**Do this:** Gather each line in the records below that contains the word "floor", and copy those lines out.

**Records for this task:**
# # # # # # #
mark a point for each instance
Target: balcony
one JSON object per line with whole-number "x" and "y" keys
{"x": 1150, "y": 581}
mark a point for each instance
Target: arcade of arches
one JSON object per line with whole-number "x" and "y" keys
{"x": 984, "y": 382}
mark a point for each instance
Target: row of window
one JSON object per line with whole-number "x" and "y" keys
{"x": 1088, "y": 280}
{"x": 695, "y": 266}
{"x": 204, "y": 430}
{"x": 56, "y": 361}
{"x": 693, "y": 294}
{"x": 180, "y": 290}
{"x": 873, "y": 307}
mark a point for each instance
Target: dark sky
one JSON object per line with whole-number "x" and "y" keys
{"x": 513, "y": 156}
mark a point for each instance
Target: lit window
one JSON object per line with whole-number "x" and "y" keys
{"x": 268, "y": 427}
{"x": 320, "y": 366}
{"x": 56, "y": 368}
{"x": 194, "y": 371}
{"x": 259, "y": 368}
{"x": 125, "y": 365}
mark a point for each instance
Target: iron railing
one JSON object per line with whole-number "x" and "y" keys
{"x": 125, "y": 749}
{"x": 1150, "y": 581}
# # # # # # #
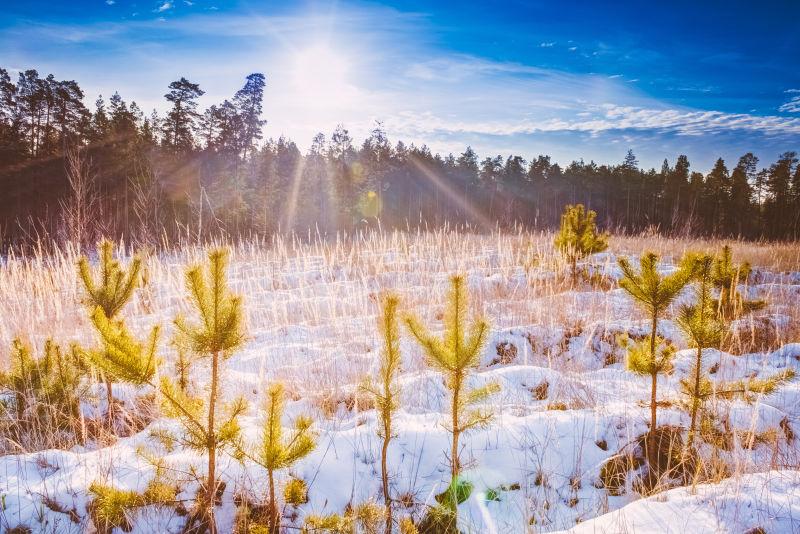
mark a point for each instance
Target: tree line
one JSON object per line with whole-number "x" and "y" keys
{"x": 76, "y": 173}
# # # # # # #
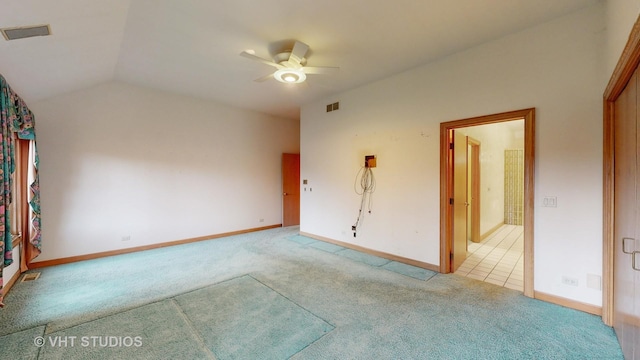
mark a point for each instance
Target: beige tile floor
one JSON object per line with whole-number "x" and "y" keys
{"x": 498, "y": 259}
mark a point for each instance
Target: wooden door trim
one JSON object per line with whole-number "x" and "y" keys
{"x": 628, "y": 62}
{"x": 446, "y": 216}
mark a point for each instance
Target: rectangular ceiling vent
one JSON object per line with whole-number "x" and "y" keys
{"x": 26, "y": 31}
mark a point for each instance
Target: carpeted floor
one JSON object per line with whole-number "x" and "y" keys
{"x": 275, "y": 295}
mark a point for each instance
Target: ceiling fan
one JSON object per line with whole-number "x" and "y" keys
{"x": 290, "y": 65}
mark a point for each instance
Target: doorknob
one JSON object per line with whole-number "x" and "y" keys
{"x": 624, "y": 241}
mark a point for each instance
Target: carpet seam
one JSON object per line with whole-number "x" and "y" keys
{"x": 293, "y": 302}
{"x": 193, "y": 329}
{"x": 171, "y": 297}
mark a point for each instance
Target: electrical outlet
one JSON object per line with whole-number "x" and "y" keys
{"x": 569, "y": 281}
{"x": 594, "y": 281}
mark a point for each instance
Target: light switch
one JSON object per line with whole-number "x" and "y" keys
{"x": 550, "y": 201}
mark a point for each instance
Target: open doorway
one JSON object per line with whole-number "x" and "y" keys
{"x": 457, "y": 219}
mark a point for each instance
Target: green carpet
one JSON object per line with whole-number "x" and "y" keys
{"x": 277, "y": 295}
# # # # # # #
**Task solution:**
Target: beige tile floor
Target: carpeted floor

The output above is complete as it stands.